PROBLEM:
Reproduce every item below word for word, omitting the pictures.
++++ EXTRACTED DATA ++++
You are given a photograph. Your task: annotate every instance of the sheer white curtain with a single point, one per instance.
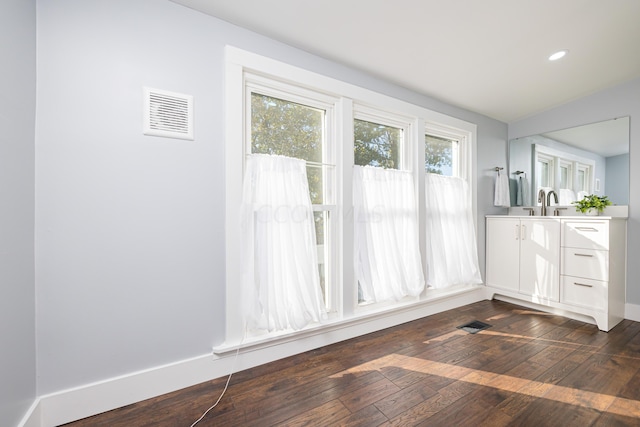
(452, 255)
(388, 265)
(281, 286)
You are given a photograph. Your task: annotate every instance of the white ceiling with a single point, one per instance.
(487, 56)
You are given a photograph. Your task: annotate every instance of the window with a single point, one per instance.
(283, 122)
(274, 108)
(376, 144)
(441, 155)
(544, 171)
(565, 181)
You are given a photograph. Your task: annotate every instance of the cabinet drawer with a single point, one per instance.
(583, 292)
(587, 263)
(586, 234)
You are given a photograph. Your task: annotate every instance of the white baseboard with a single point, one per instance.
(91, 399)
(632, 312)
(33, 416)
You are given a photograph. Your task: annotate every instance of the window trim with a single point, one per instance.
(351, 98)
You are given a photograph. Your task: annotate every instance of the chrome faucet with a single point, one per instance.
(542, 200)
(546, 201)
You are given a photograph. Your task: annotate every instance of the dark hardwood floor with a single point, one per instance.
(529, 369)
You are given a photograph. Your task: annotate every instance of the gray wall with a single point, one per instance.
(622, 100)
(17, 300)
(130, 228)
(618, 173)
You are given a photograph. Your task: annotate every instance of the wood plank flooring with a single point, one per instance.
(529, 369)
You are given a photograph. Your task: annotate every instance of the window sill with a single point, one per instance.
(276, 338)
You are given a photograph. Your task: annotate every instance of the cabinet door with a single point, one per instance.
(540, 258)
(503, 252)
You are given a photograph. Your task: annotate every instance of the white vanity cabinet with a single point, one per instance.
(593, 269)
(523, 255)
(575, 266)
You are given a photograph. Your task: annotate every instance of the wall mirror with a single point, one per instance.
(588, 159)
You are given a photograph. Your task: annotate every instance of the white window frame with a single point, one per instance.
(350, 102)
(255, 83)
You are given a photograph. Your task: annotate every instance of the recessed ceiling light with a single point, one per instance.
(558, 55)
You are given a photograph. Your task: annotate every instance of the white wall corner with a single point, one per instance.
(632, 312)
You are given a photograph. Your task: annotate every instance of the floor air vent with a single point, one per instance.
(474, 327)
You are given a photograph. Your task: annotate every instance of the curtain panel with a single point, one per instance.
(388, 265)
(281, 285)
(452, 255)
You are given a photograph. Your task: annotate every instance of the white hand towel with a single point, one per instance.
(519, 193)
(502, 196)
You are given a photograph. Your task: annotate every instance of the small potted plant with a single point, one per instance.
(592, 203)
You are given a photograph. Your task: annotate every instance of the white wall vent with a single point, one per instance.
(168, 114)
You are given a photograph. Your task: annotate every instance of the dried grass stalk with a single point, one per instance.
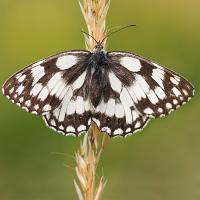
(95, 12)
(87, 158)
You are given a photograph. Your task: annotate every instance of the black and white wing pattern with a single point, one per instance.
(55, 88)
(136, 91)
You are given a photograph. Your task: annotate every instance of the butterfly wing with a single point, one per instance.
(54, 88)
(138, 90)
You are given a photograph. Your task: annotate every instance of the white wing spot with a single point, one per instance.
(119, 131)
(185, 92)
(152, 97)
(43, 94)
(135, 115)
(11, 90)
(106, 129)
(81, 128)
(110, 109)
(52, 122)
(79, 105)
(79, 81)
(175, 102)
(70, 129)
(21, 99)
(128, 130)
(61, 127)
(55, 78)
(28, 103)
(138, 124)
(20, 89)
(36, 89)
(71, 107)
(37, 73)
(115, 83)
(173, 80)
(65, 62)
(21, 79)
(47, 107)
(142, 82)
(132, 64)
(36, 107)
(119, 110)
(38, 63)
(160, 93)
(176, 91)
(96, 121)
(158, 76)
(148, 111)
++++
RESULT FOR THIS EXERCISE:
You are given a photograph. Your task: annotate every instance of the sheer white curtain with a single point, one per instance.
(452, 255)
(388, 265)
(281, 286)
You are given a photograph. Your task: annotate every instance of the white ceiling with a single point, one per instance.
(487, 56)
You are given a photograph. Your task: annotate every instance of the window with a single point, one per instance.
(283, 122)
(274, 108)
(376, 144)
(441, 155)
(544, 171)
(565, 181)
You are given a photograph. Your task: annotate every instance of the cabinet drawer with a single point, one per instance.
(583, 292)
(587, 263)
(586, 234)
You are given a photograph. Your task: annotate every instance of the white baseboard with a single point, one per instance.
(91, 399)
(632, 312)
(33, 416)
You are given a photograph. Your task: annotate every instance of the window trim with a single point, one per instance.
(351, 98)
You are given a photograph. Your task: annotate every instance of the chrome faucet with a single point, one per instance.
(542, 200)
(546, 201)
You are given a photograph. Your task: annotate every instance of the dark hardwood floor with a single point, one per instance.
(529, 369)
You are given a photograph. Your task: annotate every instance of the gray wall with a single point, one per instance.
(622, 100)
(17, 300)
(130, 228)
(618, 173)
You are given a photograph. Your task: annotate every instance of the wood plank flooring with a single point, one per instance.
(529, 369)
You are given a photograph. Your task: annotate every instance of the window sill with a single point, one per instance.
(276, 338)
You are given a photograph. Your task: annotate every instance of the cabinet door with a single point, one per instance.
(540, 258)
(503, 252)
You are given a photograph. Your task: annotate every instance of the white vanity cabinet with a single point, one per instance.
(593, 269)
(523, 255)
(575, 266)
You are given a photograph. Your task: annotate every instance of the wall mirror with a single point, one per instance.
(588, 159)
You are given a photograph. Your task: annotate every instance of the white window frame with a single point, one per instance.
(350, 102)
(255, 83)
You are given a photograph. Your task: annotate every instance of the recessed ceiling light with a single point, one per instance.
(558, 55)
You are given a photograph. Your task: annotate every instance of the white wall corner with a single point, one per instance.
(632, 312)
You are given a photograph. Your task: annotate every instance of the floor air vent with a single point, one per instance.
(474, 327)
You are given a photograph. Your task: annotate every instance of the curtain panel with a single point, one per instance.
(388, 265)
(281, 285)
(452, 255)
You are given a photograph. Your task: annotate every instance of the white hand towel with a single point, one per instance.
(519, 193)
(502, 196)
You are given a photograph. Your task: annotate every instance of the small potted plant with a single point, one per instance.
(592, 203)
You are given a photograph. Your task: annotate every instance of the white wall vent with a single point, one per instance.
(168, 114)
You are given a photograph. Your task: annotate every instance of the dried grass stalk with a single point, one per instance.
(95, 12)
(87, 158)
You are given a photograph. Your task: annotate every instance of the black and white wing pattern with a single point, one per instance.
(55, 88)
(136, 91)
You are given a photograph. Your task: annotate every instance of the butterfly wing with a single point, one per instance.
(54, 88)
(138, 90)
You are given a photograph. Your task: annotate every instance of the white wing spot with a single point, one per instance.
(119, 131)
(185, 92)
(152, 97)
(43, 94)
(135, 115)
(11, 90)
(106, 129)
(81, 128)
(110, 109)
(52, 122)
(79, 105)
(79, 81)
(175, 102)
(70, 129)
(21, 99)
(128, 130)
(61, 127)
(55, 78)
(28, 103)
(138, 124)
(20, 89)
(36, 89)
(71, 107)
(37, 73)
(115, 83)
(173, 80)
(65, 62)
(21, 79)
(47, 107)
(142, 82)
(132, 64)
(36, 107)
(119, 110)
(38, 63)
(160, 93)
(176, 91)
(96, 121)
(158, 76)
(148, 111)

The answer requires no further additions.